(Region pointing data)
╭──

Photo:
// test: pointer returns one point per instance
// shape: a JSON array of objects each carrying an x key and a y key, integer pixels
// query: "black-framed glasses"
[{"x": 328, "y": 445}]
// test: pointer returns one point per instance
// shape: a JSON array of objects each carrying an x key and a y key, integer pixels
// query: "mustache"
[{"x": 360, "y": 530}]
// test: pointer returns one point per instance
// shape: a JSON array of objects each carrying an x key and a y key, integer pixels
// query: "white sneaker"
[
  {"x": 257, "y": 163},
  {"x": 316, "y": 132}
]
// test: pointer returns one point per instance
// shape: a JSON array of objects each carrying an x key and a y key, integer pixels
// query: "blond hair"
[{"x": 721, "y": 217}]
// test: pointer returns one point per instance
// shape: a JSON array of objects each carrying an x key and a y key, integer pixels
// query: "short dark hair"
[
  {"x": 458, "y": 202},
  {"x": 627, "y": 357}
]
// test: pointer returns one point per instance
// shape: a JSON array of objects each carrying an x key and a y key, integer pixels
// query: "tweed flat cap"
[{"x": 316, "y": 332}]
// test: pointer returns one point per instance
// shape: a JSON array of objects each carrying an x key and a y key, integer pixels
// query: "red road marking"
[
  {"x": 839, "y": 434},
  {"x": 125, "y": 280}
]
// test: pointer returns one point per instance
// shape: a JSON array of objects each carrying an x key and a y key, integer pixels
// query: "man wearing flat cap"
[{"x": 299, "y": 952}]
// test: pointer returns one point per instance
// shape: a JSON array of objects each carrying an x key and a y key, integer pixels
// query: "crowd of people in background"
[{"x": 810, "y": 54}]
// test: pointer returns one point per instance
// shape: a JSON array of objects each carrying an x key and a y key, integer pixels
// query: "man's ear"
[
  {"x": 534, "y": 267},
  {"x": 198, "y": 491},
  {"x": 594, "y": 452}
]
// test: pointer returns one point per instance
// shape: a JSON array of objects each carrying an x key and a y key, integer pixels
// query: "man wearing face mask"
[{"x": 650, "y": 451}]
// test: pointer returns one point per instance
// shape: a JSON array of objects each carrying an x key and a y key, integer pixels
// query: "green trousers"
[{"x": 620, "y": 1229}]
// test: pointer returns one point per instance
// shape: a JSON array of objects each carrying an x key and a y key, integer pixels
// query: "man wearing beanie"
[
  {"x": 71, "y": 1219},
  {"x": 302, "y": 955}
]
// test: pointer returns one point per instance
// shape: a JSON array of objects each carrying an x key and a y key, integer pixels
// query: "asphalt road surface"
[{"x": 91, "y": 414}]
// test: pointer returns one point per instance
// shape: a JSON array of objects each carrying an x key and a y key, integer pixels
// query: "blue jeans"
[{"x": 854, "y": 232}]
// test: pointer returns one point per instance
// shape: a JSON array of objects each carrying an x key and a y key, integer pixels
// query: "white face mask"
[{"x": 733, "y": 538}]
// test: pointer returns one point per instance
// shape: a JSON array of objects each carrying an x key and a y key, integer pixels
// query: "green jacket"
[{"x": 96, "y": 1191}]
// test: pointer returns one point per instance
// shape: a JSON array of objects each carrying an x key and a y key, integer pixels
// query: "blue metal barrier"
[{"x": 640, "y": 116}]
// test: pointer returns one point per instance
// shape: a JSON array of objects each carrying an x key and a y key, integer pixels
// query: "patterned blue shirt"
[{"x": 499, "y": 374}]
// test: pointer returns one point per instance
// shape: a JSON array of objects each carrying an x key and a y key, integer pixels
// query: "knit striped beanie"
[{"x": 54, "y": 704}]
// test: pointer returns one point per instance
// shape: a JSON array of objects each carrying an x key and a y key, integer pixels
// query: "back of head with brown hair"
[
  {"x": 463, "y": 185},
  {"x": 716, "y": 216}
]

╰──

The problem – All of the records above are to be set down again exactly.

Answer section –
Photo:
// test: pointer returns one point per instance
// shape: a JSON array of objects each carrying an x key and a y key, integer pixels
// query: "black-framed glasses"
[{"x": 328, "y": 445}]
// test: pointer returns one point per instance
// shape: a JSON array of objects each carrying an x key and a y key, integer pixels
// query: "mustache"
[{"x": 360, "y": 530}]
// test: pointer returns one point per instance
// shape: a JSON array of objects each carrying an x key and a y key, integer pixels
// query: "white sneaker"
[
  {"x": 257, "y": 163},
  {"x": 316, "y": 132}
]
// test: pointer returns one point per instance
// shape: a JSON array of objects each carrying an x key and a y key, integer pixels
// query: "blond hair"
[{"x": 721, "y": 217}]
// test: pointer returns one point per instance
// shape: a JSON array of objects each carrying an x key and a y key, integer pixels
// query: "short dark hair"
[
  {"x": 458, "y": 202},
  {"x": 627, "y": 357}
]
// test: pointer returns one point per instance
// shape: a JSON array of objects each carrying an x key and a y key, integer pixels
// query: "tweed flat cap"
[{"x": 316, "y": 332}]
// test: pointer returns one point per instance
// shape: a JSON array of objects each carrying an x key and a y key, integer pixels
// query: "red road marking"
[
  {"x": 839, "y": 434},
  {"x": 125, "y": 280}
]
// test: pointer returns one point per instance
// shape: a JSON array of objects each carrying an x key and a y key, integer pixels
// query: "man wearing flat cap"
[{"x": 299, "y": 952}]
// test: pointer returns one point per instance
// shape: a JSON array of objects each carrying an x key and a y key, integer pixels
// query: "crowd of people in background"
[{"x": 810, "y": 54}]
// test: pointer returns one point per instance
// shape: a JSON array of objects each carrying an x key and a y key, integer pixels
// query: "man's ear"
[
  {"x": 534, "y": 267},
  {"x": 198, "y": 491},
  {"x": 594, "y": 452}
]
// test: pointer returns one point per instance
// shape: a JSON array of objects each carrying an x key and a y key, integer pixels
// query: "man wearing face mask"
[{"x": 650, "y": 451}]
// test: pointer returns one point per instance
// shape: a JSON array of objects each carrying an x key and a y key, integer pixels
// query: "green trousers"
[{"x": 620, "y": 1229}]
// test: pointer returns one point per instance
// shape: a JSON array of objects each carrying an x key and a y key, integer pixels
// query: "man wearing beanie"
[
  {"x": 71, "y": 1219},
  {"x": 302, "y": 955}
]
// test: pointer returns one point per instance
// shape: a JSON array of objects each carrying an x key and a y key, integer pixels
// query: "asphalt road surface"
[{"x": 91, "y": 414}]
// test: pointer returns one point per instance
// shape: a JSON array of objects each carrying an x key and a y key, integer pixels
// query: "blue jeans"
[{"x": 854, "y": 232}]
// test: pointer returns one point per instance
// shape: a JSON array of objects each carrying an x key and a y key, integer pixels
// query: "white face mask"
[{"x": 733, "y": 538}]
// test: pointer returns one point per instance
// shape: a JSON array of objects each carrying an x key and a y key, integer pixels
// query: "green jacket"
[{"x": 96, "y": 1191}]
// test: pointer returns one point per instance
// shape: a JSON array of objects each carrying an x key and a y key, integer pixels
// query: "blue metal barrier"
[{"x": 640, "y": 116}]
// test: pointer returns one point per instance
// shape: a JSON array of objects each carrying an x key and a y key, integer pixels
// query: "patterned blue shirt"
[{"x": 499, "y": 374}]
// test: pointer returns one point per instance
// shape: a JSON array of objects each carrying an x key and a y key, integer pixels
// query: "knit striped beanie"
[{"x": 54, "y": 704}]
// test: pointer returns one point per instance
// shape: a JSON array of objects each carrying an x key and a y key, integer pixels
// query: "back of head with brown hair"
[
  {"x": 463, "y": 185},
  {"x": 716, "y": 216}
]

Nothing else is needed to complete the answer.